--- Extracted entries ---
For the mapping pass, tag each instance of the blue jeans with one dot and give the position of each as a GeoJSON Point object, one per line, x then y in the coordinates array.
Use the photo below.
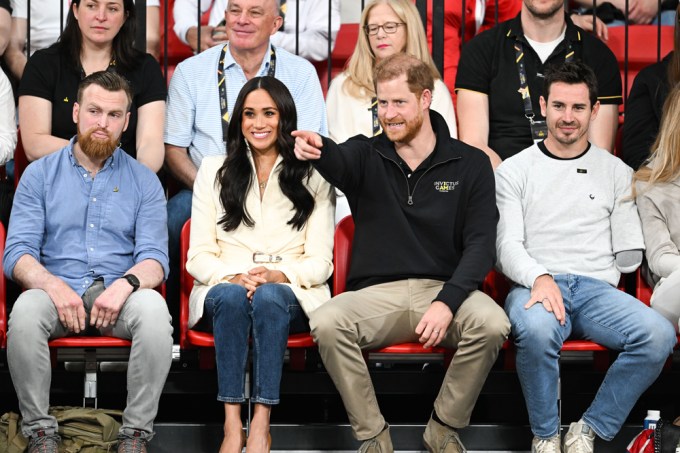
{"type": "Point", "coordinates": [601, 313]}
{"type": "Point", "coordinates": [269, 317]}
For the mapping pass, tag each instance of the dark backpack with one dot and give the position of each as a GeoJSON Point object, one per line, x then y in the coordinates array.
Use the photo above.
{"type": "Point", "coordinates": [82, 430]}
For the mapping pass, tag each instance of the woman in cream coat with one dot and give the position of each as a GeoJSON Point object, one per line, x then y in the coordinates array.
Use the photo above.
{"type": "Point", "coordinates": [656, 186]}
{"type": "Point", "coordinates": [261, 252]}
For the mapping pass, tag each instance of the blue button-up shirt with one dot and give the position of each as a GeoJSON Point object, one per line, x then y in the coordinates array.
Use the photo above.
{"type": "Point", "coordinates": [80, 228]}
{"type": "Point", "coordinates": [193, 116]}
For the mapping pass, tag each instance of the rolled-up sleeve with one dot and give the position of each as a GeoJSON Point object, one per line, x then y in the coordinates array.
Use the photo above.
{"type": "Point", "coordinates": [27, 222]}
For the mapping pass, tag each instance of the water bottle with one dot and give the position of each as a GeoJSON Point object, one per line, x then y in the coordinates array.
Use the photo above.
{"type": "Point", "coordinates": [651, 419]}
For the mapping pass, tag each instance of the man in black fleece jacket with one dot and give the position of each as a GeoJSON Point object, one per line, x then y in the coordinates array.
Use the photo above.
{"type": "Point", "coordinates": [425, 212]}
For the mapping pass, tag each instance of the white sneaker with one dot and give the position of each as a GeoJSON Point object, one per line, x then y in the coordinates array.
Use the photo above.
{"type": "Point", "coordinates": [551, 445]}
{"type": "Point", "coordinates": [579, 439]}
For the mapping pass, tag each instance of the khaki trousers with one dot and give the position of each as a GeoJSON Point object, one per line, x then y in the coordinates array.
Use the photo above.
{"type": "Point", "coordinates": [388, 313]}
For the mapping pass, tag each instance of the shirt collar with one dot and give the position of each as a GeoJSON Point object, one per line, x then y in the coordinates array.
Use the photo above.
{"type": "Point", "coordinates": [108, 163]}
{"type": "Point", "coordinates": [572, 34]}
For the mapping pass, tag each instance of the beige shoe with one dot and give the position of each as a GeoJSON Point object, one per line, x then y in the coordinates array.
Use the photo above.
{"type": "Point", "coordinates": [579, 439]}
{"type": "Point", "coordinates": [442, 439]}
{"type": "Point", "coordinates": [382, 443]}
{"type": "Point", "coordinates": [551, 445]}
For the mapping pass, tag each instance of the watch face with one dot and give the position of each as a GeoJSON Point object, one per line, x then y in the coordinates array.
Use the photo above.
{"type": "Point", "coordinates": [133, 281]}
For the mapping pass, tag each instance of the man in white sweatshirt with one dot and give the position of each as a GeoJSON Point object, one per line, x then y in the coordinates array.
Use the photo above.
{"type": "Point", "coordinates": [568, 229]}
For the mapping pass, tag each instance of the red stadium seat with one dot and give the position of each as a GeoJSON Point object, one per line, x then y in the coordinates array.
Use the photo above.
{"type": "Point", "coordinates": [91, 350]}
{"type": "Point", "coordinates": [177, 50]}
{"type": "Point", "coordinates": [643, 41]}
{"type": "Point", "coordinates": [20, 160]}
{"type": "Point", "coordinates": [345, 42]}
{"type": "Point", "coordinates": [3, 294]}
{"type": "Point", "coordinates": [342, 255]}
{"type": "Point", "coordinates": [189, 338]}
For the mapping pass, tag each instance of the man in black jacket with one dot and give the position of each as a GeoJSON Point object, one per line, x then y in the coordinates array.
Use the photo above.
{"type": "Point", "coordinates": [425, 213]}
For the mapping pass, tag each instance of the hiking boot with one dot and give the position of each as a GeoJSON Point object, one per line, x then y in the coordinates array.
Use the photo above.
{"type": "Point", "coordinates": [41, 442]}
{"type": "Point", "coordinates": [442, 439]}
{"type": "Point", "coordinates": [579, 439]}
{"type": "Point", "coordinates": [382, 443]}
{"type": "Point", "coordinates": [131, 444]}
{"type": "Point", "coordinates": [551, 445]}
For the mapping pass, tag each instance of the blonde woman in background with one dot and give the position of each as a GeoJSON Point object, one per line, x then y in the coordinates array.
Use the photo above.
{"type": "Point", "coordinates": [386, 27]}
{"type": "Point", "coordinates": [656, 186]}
---
--- Extracted entries ---
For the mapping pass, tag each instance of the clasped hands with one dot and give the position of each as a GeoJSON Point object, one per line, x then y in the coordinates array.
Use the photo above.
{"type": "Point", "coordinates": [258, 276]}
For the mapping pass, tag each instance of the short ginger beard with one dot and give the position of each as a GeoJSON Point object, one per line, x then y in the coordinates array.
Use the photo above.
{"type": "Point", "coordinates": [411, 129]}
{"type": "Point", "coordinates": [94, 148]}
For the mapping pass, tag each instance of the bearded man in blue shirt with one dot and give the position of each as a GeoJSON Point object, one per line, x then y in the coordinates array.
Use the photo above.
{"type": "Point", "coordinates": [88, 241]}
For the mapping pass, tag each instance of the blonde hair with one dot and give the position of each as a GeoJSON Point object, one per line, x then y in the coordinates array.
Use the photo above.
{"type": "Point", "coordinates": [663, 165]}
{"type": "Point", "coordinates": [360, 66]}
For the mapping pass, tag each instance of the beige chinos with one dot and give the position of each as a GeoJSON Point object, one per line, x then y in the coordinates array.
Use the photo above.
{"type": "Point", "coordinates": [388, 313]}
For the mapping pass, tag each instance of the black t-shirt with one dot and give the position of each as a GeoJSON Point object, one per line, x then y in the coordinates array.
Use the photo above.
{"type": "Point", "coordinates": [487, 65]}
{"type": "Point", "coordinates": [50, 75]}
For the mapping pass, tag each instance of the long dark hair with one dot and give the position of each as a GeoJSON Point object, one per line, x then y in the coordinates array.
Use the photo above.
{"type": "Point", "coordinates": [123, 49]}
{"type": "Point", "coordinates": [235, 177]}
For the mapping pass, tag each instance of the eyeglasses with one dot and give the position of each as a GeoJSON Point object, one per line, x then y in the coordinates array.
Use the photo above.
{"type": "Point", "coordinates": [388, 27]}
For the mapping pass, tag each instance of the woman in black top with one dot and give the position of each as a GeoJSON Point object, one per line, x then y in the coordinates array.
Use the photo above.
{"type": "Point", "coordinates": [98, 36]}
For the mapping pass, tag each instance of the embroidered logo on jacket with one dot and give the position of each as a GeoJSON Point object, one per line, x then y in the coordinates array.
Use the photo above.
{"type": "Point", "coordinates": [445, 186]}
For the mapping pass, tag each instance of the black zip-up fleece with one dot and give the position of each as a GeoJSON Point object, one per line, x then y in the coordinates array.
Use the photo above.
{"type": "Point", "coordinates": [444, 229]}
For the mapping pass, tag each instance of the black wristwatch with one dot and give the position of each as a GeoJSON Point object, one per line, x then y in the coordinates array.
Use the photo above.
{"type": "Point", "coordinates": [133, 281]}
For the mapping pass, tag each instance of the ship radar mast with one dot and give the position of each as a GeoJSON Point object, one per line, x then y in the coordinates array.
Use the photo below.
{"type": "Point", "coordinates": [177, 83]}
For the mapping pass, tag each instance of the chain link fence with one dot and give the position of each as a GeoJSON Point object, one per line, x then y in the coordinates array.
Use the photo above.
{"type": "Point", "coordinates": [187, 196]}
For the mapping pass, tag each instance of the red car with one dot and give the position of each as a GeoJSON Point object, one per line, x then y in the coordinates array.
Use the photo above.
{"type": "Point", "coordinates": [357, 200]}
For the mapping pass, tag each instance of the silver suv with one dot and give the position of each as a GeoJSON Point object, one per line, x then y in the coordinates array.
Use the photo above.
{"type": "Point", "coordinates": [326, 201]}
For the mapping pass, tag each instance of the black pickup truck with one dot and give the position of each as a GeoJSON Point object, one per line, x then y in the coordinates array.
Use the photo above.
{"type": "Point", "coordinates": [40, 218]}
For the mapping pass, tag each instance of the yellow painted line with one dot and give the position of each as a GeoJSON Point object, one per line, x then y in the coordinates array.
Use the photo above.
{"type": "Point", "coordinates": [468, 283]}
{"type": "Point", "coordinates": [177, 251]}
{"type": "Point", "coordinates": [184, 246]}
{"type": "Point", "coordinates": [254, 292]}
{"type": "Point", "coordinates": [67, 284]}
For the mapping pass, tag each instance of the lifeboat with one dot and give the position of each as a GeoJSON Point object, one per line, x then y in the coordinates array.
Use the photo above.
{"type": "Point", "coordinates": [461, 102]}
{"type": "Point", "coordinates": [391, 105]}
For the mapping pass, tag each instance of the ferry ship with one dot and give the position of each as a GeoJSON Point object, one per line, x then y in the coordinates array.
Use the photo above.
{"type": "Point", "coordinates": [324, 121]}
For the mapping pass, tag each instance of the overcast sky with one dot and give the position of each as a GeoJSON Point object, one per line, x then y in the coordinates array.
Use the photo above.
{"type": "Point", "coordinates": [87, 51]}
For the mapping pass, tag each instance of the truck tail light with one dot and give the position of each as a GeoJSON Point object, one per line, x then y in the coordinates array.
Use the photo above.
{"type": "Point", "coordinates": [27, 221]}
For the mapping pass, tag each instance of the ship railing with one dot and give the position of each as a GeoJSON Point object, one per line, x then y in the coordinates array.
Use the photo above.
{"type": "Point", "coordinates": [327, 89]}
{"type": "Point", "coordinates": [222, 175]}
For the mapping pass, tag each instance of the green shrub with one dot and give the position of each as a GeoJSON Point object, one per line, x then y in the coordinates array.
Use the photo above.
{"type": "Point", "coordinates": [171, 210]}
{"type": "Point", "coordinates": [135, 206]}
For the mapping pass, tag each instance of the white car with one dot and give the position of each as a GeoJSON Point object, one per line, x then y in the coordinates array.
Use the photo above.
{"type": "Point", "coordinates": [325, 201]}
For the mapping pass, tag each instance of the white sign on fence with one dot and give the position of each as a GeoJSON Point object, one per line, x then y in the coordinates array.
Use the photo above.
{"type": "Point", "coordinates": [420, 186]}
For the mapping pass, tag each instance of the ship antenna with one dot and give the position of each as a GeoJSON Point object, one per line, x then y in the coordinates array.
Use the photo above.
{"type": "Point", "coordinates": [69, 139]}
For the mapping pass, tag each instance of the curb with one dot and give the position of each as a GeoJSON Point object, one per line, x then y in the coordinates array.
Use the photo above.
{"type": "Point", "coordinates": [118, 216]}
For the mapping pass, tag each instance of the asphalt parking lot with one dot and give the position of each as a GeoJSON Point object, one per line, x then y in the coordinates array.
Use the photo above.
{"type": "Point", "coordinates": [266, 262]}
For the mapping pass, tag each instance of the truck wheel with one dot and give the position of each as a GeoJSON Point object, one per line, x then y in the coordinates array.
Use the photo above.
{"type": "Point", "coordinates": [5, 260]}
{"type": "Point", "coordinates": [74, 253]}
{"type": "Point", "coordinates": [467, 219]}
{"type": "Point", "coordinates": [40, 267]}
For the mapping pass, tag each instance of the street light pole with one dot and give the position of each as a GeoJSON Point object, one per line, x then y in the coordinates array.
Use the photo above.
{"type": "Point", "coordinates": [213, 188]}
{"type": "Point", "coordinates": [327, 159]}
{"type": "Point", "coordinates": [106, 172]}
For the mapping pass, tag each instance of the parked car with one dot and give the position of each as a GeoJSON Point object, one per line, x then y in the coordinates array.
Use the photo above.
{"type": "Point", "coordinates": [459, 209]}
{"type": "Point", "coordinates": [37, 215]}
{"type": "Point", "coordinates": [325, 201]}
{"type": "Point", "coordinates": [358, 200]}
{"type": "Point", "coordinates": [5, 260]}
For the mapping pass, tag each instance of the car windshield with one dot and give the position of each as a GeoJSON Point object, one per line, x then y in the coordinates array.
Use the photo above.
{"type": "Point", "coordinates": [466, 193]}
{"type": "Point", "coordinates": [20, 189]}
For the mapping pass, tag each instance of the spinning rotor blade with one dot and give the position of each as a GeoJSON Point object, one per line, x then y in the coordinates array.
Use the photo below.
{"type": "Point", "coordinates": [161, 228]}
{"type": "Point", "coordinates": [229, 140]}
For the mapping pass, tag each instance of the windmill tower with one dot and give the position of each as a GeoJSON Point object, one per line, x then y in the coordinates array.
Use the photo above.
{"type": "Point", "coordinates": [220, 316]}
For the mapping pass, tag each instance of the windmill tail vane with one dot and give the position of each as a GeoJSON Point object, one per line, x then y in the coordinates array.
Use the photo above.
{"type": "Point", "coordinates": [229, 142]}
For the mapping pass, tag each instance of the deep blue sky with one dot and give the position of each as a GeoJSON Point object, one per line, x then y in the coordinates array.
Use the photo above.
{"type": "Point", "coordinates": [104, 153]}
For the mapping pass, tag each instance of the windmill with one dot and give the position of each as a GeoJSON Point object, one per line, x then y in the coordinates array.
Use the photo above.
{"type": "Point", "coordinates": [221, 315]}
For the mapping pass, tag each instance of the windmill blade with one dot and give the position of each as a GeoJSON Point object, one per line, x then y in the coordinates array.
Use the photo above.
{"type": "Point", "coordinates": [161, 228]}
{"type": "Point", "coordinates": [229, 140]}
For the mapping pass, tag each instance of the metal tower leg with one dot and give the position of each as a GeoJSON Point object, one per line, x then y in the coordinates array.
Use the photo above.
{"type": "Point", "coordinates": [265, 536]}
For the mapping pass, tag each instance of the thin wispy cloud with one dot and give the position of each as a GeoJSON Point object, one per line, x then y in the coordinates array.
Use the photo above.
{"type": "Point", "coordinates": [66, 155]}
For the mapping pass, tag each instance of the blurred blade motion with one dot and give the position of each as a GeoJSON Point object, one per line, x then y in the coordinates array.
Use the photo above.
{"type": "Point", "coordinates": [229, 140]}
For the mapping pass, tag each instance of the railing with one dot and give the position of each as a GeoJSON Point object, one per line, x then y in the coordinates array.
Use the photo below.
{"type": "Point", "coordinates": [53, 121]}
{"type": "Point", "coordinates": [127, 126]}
---
--- Extracted entries ---
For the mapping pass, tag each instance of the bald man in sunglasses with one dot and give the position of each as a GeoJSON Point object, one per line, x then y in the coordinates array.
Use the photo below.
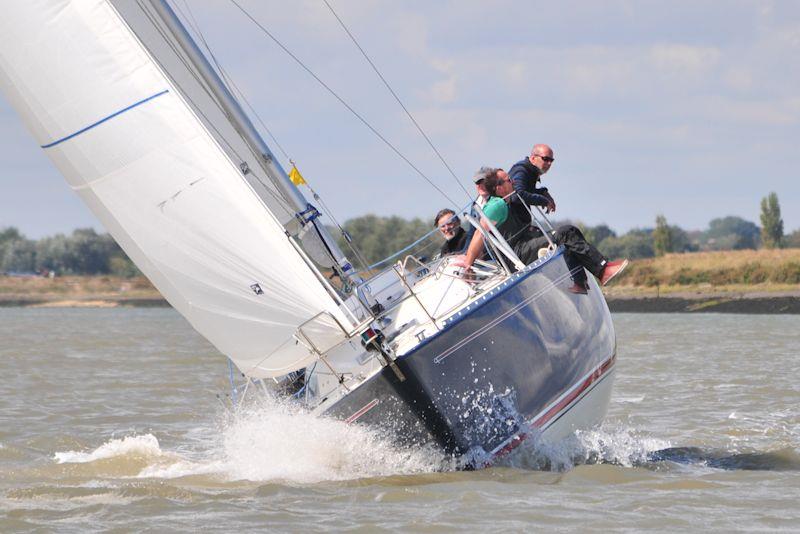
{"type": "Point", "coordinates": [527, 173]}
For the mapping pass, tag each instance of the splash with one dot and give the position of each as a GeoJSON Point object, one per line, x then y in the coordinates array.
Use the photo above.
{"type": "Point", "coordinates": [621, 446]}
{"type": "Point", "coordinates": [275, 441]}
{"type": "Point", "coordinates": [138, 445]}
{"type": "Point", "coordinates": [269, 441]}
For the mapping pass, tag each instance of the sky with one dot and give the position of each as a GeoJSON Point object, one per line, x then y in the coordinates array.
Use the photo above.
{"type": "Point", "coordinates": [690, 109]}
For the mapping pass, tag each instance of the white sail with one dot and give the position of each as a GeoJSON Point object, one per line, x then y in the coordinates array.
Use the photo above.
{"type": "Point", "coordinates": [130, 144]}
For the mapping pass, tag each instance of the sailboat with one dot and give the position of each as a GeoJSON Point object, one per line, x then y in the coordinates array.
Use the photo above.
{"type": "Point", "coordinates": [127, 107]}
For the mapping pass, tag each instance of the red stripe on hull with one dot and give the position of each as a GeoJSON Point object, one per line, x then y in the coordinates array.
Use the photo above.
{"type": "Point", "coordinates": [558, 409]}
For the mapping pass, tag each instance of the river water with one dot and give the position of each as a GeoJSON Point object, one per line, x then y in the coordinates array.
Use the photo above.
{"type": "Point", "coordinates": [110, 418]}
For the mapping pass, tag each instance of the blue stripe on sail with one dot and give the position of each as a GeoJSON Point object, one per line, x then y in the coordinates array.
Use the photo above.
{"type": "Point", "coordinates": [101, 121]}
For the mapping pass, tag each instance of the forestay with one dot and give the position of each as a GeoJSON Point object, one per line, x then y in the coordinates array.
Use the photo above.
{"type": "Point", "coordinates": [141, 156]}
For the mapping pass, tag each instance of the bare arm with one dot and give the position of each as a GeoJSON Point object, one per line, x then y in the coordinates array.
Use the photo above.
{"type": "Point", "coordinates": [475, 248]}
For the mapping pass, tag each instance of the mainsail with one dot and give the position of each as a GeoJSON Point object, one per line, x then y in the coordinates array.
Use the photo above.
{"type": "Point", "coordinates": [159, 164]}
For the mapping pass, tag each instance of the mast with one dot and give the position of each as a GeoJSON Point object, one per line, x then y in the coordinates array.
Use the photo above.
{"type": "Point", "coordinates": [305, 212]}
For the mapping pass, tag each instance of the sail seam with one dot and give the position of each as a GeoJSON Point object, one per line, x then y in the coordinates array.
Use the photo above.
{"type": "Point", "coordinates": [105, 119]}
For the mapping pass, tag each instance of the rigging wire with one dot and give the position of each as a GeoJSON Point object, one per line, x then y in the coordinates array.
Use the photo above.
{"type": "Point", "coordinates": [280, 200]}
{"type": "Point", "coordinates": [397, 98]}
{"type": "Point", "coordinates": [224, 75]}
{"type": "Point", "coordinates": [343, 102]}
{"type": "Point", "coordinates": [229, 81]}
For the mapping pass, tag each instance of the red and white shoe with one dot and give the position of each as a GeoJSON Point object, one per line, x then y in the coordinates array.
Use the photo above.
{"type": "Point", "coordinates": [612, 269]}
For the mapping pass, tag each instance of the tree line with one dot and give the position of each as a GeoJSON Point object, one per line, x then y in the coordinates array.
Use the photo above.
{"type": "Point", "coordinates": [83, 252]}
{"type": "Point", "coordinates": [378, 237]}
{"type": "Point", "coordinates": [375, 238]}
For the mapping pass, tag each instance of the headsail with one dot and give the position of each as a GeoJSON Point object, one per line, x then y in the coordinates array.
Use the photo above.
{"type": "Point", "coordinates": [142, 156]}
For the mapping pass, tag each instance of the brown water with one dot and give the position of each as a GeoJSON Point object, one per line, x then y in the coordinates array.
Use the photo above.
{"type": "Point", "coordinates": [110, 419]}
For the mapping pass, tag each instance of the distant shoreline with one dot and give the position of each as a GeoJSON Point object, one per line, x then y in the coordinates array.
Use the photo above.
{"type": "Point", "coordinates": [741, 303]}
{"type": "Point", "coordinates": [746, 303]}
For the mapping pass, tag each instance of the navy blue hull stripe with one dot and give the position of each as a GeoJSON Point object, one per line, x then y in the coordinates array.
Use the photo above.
---
◆ What to produce
Copy from the entries above each line in which the string "hull" can be found.

◆ Result of this exercise
For the mapping pass, tag each instance of the red stripe on hull with one dot and give the position of each as a GeoJSON Point object, one per line, x then y in the coordinates array.
For the mapping pass, tag each instance of the navy blue hull stripe with one dot and give the position of each as a GeoJSON Point object, one per line, x then y in the coordinates array.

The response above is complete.